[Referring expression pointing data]
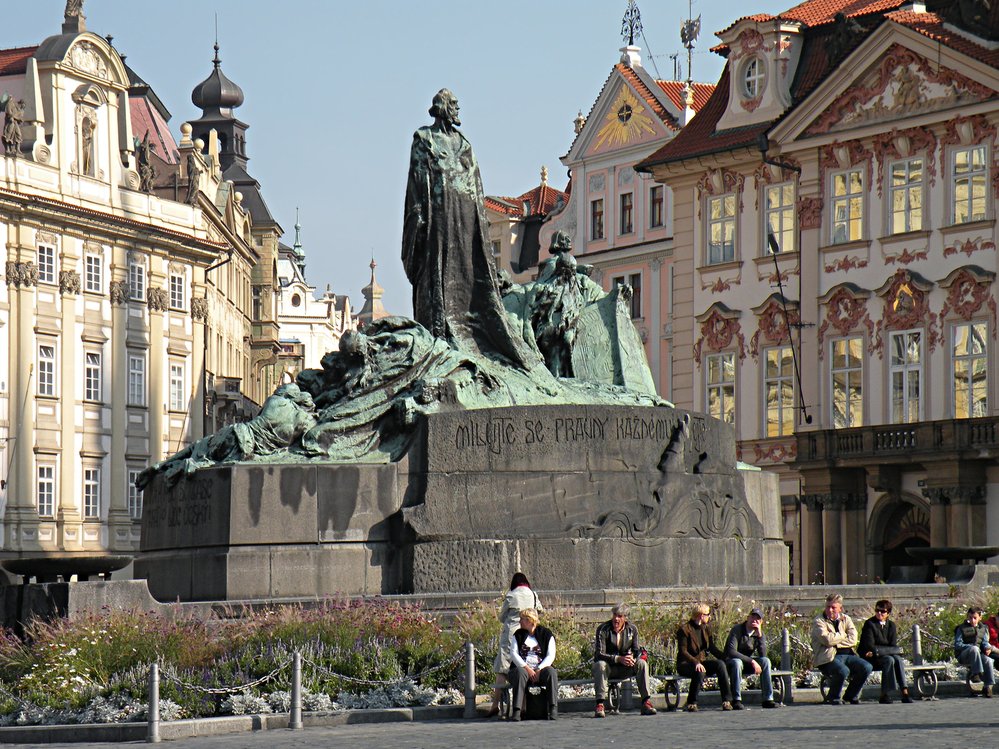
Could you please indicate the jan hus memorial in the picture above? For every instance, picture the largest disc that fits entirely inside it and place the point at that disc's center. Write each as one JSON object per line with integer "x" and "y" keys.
{"x": 506, "y": 427}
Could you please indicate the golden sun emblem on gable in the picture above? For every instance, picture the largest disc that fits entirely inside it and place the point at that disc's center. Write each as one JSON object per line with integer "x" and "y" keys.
{"x": 627, "y": 120}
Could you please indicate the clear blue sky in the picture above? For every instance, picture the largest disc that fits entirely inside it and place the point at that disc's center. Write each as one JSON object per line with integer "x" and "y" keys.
{"x": 335, "y": 88}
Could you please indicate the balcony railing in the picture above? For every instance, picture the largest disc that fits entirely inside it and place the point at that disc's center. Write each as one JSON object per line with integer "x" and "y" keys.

→ Goal of the exercise: Exclude the pictures and give back the rest of the data above exactly as written.

→ The answer:
Could you please indicate the jan hus memorial in the picture above? For every instance, picture the largest disc that fits entirely inside it and place the point at that disc's center. Write each as one JSON object per line with integer "x" and "y" keys.
{"x": 506, "y": 427}
Could you please indicate the golden sun emblem on gable in the picture above? For every instance, picture the largest disc that fits entirely inside it and place the point at that disc's center. Write each as one JSON object per line with integer "x" and "y" keys.
{"x": 627, "y": 120}
Could you please indicate the clear blue sky in the picture above? For every instance, picture the largest disc that fits entirely inside it and place the point at that disc's center. Write each as one JSON object per line with integer "x" and "y" keys.
{"x": 335, "y": 88}
Could you please indicate the balcony railing in the picture above? For every instance, picture the largest disc that fits entirely inside it and place the point at that disc's center. Write each as one JSON object per line with integer "x" and "y" keys.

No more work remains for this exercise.